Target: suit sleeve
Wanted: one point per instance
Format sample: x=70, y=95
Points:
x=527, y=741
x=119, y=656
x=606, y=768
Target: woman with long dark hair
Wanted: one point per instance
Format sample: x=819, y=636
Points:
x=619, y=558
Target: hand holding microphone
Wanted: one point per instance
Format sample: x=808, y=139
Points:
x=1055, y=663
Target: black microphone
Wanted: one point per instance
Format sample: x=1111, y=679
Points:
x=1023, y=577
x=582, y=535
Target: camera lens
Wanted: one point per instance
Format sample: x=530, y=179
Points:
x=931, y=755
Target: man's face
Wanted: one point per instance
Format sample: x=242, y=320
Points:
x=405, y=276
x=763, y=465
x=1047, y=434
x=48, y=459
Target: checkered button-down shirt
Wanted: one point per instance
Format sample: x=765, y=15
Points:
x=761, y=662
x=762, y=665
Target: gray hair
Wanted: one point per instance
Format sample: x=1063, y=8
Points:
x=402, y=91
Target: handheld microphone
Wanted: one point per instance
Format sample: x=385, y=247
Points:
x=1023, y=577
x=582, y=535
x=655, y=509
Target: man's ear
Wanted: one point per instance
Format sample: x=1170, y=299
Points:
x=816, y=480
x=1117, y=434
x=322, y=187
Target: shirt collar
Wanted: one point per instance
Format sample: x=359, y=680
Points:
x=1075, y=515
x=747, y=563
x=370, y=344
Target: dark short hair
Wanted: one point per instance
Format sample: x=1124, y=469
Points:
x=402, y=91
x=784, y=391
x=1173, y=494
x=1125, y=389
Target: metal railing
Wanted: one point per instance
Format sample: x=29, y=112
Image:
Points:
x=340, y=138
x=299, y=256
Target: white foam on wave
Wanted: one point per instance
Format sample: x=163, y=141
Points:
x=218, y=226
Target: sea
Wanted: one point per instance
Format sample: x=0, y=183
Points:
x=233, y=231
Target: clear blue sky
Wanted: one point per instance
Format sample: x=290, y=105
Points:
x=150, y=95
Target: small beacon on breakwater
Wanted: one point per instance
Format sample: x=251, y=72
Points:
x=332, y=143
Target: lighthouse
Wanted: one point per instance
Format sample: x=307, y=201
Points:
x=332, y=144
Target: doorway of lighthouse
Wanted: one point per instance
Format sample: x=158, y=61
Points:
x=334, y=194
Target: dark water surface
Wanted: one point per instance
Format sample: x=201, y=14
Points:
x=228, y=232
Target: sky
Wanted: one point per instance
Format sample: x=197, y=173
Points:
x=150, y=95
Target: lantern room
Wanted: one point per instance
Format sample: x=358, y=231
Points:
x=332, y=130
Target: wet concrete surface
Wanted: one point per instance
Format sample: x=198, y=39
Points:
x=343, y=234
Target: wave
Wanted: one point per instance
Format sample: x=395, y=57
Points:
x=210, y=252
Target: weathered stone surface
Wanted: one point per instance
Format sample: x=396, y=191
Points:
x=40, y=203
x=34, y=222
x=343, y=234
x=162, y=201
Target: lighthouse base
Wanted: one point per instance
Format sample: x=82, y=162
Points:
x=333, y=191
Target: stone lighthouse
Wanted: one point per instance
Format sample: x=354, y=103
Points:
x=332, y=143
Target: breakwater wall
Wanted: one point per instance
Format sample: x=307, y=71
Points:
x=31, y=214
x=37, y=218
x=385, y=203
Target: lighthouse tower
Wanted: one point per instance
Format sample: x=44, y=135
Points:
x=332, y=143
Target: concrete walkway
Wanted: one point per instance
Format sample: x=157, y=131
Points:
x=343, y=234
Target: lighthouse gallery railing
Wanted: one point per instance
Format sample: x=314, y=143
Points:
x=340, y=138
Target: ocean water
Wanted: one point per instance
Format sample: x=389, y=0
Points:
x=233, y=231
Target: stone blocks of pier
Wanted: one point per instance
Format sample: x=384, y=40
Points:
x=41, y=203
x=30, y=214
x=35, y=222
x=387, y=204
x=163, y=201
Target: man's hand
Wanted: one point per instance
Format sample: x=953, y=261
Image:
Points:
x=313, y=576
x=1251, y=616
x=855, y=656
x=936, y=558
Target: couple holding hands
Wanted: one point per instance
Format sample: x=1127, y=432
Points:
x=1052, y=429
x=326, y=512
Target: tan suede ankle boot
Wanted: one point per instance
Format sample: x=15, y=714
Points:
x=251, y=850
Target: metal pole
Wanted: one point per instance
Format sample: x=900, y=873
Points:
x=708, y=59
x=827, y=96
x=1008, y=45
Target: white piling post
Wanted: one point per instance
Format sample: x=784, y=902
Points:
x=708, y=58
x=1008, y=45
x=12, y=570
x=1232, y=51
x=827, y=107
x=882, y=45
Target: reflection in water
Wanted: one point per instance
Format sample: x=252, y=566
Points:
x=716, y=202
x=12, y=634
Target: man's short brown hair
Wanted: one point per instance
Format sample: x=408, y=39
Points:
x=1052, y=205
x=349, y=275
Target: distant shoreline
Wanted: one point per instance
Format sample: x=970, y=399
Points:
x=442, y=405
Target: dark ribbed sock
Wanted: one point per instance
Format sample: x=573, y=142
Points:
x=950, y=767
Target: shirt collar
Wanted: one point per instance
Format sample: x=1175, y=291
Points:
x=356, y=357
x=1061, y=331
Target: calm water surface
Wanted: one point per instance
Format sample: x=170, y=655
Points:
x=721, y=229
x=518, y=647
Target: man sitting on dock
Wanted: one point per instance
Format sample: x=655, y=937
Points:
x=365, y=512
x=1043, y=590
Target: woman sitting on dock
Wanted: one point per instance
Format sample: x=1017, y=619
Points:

◆ PROBLEM REQUIREMENTS: The whole of the data above must be given again, unaltered and complete.

◆ TASK RESPONSE:
Target: suit sleeve
Wanted: one point per instance
Format sample: x=70, y=95
Points:
x=527, y=741
x=119, y=656
x=606, y=768
Target: woman with long dark hair
Wanted: one point per instance
Format sample: x=819, y=636
Points:
x=619, y=558
Target: hand holding microphone
Wanted: one point per instance
Format sample: x=808, y=139
Points:
x=1055, y=663
Target: black microphone
Wanted: one point per instance
Format sample: x=1111, y=679
Points:
x=1023, y=577
x=582, y=535
Target: camera lens
Wanted: one point per instance
Format sample: x=530, y=179
Points:
x=931, y=755
Target: man's face
Wanted: one point per instance
Format sample: x=242, y=320
Points:
x=405, y=276
x=763, y=465
x=1047, y=434
x=48, y=459
Target: checkered button-down shirt
Wanted: one point per instance
Format sample: x=765, y=15
Points:
x=761, y=662
x=762, y=665
Target: gray hair
Wanted: one point per instance
Format sample: x=1063, y=8
Points:
x=402, y=91
Target: handheld microphone
Wanted: one point per instance
Format sample: x=385, y=247
Points:
x=1023, y=577
x=582, y=535
x=655, y=509
Target: man's ear
Wanted: one point per instance
Format sample: x=1170, y=299
Points:
x=816, y=480
x=1117, y=434
x=322, y=187
Target: shirt collar
Wanted: one point per instance
Format sample: x=359, y=680
Points:
x=1075, y=515
x=747, y=563
x=370, y=344
Target: dark short hair
Wanted: one point per instance
Format sample: x=1124, y=469
Points:
x=402, y=91
x=784, y=391
x=1173, y=494
x=1125, y=389
Target: metal railing
Wanted: one point per instance
Format sample: x=29, y=112
Image:
Points:
x=340, y=138
x=299, y=256
Target: white foam on wave
Wanted: one point per instance
Format sample: x=163, y=141
Points:
x=218, y=226
Target: sea
Wanted: one point per instance
Format sample: x=0, y=183
Points:
x=233, y=231
Target: clear blue sky
Wanted: one point per instance
Format sample: x=290, y=105
Points:
x=150, y=95
Target: small beacon on breakwater
Wanted: one point per instance
Format sample: x=251, y=72
Points:
x=332, y=143
Target: lighthouse
Wanted: one point per instance
Format sample: x=307, y=201
Points:
x=332, y=144
Target: doorway of lighthouse
Wanted: one point per instance
Format sample: x=158, y=61
Points:
x=334, y=194
Target: dark water surface
Wanted: one point per instance
Format sample: x=201, y=14
Points:
x=228, y=232
Target: sky
Wanted: one point per instance
Format sample: x=197, y=173
Points:
x=150, y=95
Target: lantern room
Wanted: one point per instance
Format sample: x=358, y=231
Points:
x=332, y=130
Target: wet concrete surface
Wanted: one point per instance
Format sample: x=198, y=39
Points:
x=343, y=234
Target: wave
Wanted: one point per instance
Format sample: x=395, y=57
Points:
x=210, y=252
Target: weathered stone surface
Wanted: one point per instance
Format sample: x=396, y=191
Points:
x=40, y=203
x=34, y=222
x=343, y=234
x=162, y=201
Target: lighthouse base
Wanted: one point per instance
Format sample: x=82, y=162
Points:
x=333, y=191
Target: stone lighthouse
Wanted: one point per instance
Format sample: x=354, y=103
Points:
x=332, y=143
Target: breakwater wall
Wanted: one point per instance
Format sample: x=307, y=71
Points:
x=31, y=214
x=37, y=218
x=385, y=203
Target: lighthouse tower
Wanted: one point per instance
Format sample: x=44, y=135
Points:
x=332, y=143
Target: concrete walkway
Wanted: one point per instance
Format sample: x=157, y=131
Points:
x=343, y=234
Target: lighthouse gallery railing
Wanted: one point per instance
Format sample: x=314, y=143
Points:
x=340, y=138
Target: ocean water
Wanted: one point per instance
Format sample: x=389, y=0
Points:
x=233, y=231
Target: stone blocks of pier
Wanted: one point per instance
Format sample: x=384, y=40
Points:
x=41, y=203
x=30, y=214
x=35, y=222
x=387, y=204
x=163, y=201
Target: man's hand
Wanted: one point per instance
Format sample: x=953, y=261
Image:
Points:
x=313, y=576
x=1251, y=616
x=855, y=656
x=936, y=558
Target: couple holding hands
Wanted: one point per instance
Format sample: x=1127, y=432
Points:
x=1052, y=429
x=326, y=512
Target: tan suede ankle boot
Wanted: one point per instance
Format sample: x=15, y=714
Points:
x=251, y=850
Target: metal pole
Wanted: one point per instance
Format sample: x=900, y=873
Points:
x=708, y=59
x=827, y=96
x=1008, y=45
Target: white piling post
Wanted: one point per instance
Format sample: x=784, y=902
Points:
x=708, y=58
x=1008, y=45
x=12, y=570
x=1232, y=51
x=827, y=107
x=882, y=45
Target: reflection in water
Wanted: one point per instance
Format sample: x=252, y=566
Points:
x=716, y=202
x=12, y=634
Target: man's short brown hair
Wanted: one point per instance
Format sample: x=408, y=39
Points:
x=1052, y=205
x=349, y=275
Target: distant shoreline
Wanted: one point per instance
Format sample: x=970, y=399
Points:
x=442, y=405
Target: dark ribbed sock
Wanted: one point per instance
Format sample: x=573, y=142
Points:
x=950, y=767
Target: shirt collar
Wanted: one point per instance
Format sample: x=1175, y=291
Points:
x=356, y=357
x=1061, y=331
Target: calm water surface
Wanted: one point per instance
Format sample: x=170, y=655
Points:
x=721, y=229
x=518, y=647
Target: man sitting on dock
Wanted: one point per instance
Format sample: x=655, y=937
Points:
x=365, y=512
x=1043, y=590
Target: woman sitting on dock
Wanted: one point per instance
Format sample: x=1017, y=619
Points:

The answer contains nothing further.